Cattleman of the year

By Geoff Lee

November 10, 2016 12:00 AM

ROLLIN', ROLLIN', ROLLIN'... Darcy Eddleston and wife, Laurie, received this year's Cattleman of the Year award from Lloydminster Agricultural Exhibition Association president, Brian Kimmel, on Friday during the Stockade Roundup. Far left is emcee Robert Lundquist, chair of the awards committee. GEOFF LEE LLS PHOTO

Darcy and Laurie Eddleston are genuine hat and cattle farmers who care about their industry.
The Paradise Valley couple, that currently raise about 350 head of commercial beef cows, are the recipients of the 2016 Cattleman of the Year award.
The Eddlestons accepted the award before family and friends during the Stockade Roundup on Nov. 4 at the Lloydminster Exhibition Grounds.
“It’s very humbling to get that call,” said Darcy,  who has about 4,500 acres of farm land.
“You look on the wall at some of the past recipients of this award and there’s some incredible operations that I admire greatly for the work they do—some of the incredible herds they have.”
The cattleman award is in recognition for their outstanding contribution to the commercial cattle industry and their commitment to excellence exemplifying quality rural life and involvement in the community.
Laurie has been one of the most active leaders of the Kitscoty 4-H beef club that she says her three daughters and son have belonged to for 13 or 14 years.

[What you have to do]: Reproduce, word for word, the stretch of the Cattleman of the Year article from "Darcy and Laurie" through "Lloydminster Exhibition Grounds.".

[Data extract]:
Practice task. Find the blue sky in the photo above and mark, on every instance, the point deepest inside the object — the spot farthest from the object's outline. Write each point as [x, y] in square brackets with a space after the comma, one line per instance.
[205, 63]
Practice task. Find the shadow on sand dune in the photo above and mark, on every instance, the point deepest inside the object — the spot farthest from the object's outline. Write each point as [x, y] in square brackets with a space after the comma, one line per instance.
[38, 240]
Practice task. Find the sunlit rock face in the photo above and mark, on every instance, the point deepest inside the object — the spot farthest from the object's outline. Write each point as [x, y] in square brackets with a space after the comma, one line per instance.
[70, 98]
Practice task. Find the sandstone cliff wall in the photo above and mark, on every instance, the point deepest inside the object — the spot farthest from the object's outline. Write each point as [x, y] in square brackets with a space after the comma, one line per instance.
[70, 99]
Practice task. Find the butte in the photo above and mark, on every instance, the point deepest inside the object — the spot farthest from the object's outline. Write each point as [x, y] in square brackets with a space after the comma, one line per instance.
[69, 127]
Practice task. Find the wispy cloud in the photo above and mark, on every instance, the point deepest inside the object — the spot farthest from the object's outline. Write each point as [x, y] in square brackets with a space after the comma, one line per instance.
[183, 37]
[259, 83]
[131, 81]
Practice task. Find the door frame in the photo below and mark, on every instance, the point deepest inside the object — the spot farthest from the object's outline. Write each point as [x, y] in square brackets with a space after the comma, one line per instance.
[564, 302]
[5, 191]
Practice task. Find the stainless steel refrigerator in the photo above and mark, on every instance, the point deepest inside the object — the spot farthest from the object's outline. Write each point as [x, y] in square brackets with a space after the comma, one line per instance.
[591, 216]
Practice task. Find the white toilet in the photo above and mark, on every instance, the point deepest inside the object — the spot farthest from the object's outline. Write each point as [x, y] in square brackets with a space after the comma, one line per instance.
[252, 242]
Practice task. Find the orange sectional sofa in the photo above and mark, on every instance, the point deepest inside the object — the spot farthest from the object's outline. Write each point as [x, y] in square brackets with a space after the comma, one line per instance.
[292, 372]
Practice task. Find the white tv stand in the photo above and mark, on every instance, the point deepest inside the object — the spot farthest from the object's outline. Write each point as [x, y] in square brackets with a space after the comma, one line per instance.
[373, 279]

[Task solution]:
Darcy and Laurie Eddleston are genuine hat and cattle farmers who care about their industry.
The Paradise Valley couple, that currently raise about 350 head of commercial beef cows, are the recipients of the 2016 Cattleman of the Year award.
The Eddlestons accepted the award before family and friends during the Stockade Roundup on Nov. 4 at the Lloydminster Exhibition Grounds.